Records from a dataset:

=== Section Start ===

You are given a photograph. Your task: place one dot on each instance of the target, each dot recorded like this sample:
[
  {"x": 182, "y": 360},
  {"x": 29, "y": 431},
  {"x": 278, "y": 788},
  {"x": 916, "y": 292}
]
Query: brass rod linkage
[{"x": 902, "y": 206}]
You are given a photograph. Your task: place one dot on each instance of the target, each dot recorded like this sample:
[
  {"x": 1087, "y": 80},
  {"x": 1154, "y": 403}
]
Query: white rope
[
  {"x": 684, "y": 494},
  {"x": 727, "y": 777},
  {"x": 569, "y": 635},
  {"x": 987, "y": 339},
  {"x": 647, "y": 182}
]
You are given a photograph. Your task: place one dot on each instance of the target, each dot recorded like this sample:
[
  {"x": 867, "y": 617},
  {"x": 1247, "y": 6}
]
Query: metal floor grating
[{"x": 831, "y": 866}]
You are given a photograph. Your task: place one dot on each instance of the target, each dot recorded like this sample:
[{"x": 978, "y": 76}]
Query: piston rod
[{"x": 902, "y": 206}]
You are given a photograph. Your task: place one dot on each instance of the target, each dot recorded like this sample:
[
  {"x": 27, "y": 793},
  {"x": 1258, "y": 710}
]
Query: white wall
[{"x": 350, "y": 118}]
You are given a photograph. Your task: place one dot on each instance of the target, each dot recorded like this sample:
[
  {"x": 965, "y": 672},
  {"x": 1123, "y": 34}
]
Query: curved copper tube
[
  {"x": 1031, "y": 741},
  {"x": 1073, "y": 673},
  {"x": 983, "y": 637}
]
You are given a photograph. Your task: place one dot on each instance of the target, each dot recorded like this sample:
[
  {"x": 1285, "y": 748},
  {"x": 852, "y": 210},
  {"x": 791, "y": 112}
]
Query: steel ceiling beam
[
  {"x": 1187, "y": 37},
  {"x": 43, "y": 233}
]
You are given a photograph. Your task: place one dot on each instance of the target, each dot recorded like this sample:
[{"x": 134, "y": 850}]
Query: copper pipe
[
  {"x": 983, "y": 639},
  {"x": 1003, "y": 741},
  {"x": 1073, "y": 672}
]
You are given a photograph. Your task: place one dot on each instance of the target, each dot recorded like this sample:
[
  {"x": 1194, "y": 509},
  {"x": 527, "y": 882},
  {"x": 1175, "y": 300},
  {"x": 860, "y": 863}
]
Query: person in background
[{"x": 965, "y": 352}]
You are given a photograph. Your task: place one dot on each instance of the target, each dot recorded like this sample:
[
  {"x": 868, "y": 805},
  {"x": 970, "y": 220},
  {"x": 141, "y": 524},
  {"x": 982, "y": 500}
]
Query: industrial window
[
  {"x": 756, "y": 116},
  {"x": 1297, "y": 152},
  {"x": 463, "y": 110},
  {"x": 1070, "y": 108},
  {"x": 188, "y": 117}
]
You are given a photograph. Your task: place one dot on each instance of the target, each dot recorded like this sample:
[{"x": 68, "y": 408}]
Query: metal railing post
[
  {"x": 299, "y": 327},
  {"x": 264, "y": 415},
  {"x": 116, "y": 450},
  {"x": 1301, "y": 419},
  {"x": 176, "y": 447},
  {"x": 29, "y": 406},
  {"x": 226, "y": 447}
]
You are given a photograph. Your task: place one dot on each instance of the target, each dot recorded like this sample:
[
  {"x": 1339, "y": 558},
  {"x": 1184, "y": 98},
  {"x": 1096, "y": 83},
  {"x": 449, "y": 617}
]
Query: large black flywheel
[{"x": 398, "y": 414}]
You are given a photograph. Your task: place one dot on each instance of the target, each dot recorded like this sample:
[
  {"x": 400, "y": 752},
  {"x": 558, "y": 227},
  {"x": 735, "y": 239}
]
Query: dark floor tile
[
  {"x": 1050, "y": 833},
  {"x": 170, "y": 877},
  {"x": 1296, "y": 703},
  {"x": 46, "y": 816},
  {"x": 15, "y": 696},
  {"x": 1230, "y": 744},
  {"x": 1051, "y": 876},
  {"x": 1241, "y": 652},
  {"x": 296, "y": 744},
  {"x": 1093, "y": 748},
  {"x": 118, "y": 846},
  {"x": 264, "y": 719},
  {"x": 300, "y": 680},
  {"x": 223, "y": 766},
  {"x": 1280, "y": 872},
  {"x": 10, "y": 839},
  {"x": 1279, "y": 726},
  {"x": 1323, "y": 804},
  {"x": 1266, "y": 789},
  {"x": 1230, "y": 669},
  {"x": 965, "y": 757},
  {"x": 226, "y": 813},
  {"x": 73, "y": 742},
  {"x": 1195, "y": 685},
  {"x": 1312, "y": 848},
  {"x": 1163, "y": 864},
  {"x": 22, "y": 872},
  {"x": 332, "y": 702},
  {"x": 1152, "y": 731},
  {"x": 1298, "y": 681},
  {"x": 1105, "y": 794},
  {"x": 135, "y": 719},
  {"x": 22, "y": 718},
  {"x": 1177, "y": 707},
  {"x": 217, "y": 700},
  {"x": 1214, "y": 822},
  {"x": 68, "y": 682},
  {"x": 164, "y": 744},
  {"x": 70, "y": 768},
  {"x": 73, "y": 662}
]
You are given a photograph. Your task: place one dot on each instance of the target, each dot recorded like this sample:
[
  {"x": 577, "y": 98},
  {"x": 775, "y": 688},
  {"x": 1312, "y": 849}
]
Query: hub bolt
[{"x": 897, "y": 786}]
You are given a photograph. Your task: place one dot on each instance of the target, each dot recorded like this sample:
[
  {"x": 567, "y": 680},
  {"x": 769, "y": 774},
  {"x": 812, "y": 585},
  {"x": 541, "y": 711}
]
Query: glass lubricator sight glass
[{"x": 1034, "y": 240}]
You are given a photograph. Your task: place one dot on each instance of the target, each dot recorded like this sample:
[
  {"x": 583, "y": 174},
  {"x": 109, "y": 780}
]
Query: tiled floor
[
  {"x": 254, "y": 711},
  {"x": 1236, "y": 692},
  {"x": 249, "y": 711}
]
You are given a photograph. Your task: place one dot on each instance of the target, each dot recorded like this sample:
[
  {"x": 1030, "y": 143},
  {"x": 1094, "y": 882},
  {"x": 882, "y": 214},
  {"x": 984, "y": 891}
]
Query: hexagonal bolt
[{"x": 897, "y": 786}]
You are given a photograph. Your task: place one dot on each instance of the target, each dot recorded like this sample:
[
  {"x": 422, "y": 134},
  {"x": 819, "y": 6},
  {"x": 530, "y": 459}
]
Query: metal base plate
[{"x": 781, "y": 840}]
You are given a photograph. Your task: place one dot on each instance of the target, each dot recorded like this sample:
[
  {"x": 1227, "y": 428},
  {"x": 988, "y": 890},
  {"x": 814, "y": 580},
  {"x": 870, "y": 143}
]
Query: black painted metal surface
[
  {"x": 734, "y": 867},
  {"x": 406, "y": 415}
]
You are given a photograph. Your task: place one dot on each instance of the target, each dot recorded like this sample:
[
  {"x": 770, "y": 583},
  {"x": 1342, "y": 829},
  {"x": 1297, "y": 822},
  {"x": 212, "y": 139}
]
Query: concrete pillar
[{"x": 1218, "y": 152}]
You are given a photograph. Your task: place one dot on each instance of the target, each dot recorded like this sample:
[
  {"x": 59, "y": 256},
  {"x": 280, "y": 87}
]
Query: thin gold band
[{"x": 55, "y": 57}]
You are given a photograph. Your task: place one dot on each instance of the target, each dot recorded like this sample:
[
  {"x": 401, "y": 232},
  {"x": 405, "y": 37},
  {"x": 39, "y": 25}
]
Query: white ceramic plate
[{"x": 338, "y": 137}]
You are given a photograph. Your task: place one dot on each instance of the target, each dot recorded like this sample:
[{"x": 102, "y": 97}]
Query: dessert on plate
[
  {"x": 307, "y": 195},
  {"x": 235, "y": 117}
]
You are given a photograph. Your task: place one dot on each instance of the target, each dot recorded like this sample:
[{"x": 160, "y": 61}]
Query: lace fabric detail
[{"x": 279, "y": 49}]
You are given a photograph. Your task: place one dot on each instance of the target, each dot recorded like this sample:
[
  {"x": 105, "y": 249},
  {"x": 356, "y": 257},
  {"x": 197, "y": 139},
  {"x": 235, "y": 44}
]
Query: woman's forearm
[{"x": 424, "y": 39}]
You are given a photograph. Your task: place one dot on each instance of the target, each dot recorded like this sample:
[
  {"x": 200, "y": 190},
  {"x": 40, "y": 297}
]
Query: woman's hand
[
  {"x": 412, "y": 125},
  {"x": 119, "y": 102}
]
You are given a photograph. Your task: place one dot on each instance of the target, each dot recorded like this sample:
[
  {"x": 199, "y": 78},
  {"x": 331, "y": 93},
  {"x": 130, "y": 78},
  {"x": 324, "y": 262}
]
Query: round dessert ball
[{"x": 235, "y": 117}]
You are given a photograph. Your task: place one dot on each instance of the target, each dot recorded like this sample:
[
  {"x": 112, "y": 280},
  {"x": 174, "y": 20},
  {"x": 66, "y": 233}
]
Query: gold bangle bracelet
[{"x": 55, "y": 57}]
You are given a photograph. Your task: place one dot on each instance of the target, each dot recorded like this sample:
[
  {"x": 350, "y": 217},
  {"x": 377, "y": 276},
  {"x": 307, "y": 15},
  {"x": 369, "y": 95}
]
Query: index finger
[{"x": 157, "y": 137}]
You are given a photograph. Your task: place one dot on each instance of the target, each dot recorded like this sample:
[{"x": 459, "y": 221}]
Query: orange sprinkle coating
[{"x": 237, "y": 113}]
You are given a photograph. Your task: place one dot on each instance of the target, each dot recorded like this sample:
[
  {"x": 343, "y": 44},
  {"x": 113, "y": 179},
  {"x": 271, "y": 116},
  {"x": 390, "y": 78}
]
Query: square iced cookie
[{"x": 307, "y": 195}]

=== Section End ===

ASSIGNMENT: Beginning at the line that holds "Query: gold bangle bracelet", reproduce each line of the records above down to and including the last one.

WRITTEN SOLUTION:
Query: gold bangle bracelet
[{"x": 55, "y": 57}]
You are given a photograph. Your task: place one dot on each instance of the target, each dot recorded like this sample:
[
  {"x": 350, "y": 217},
  {"x": 377, "y": 276},
  {"x": 307, "y": 15},
  {"x": 369, "y": 95}
]
Query: index finger
[{"x": 157, "y": 137}]
You are given a photograph. Your task: place one dot on each instance of the target, each dot recorded like this sample:
[{"x": 459, "y": 221}]
Query: orange sprinkle coating
[{"x": 237, "y": 113}]
You are given a photograph. Your task: place one dot on each instance of the target, each dot recorded like this sample:
[
  {"x": 343, "y": 44},
  {"x": 113, "y": 179},
  {"x": 271, "y": 116},
  {"x": 390, "y": 78}
]
Query: square iced cookie
[{"x": 307, "y": 195}]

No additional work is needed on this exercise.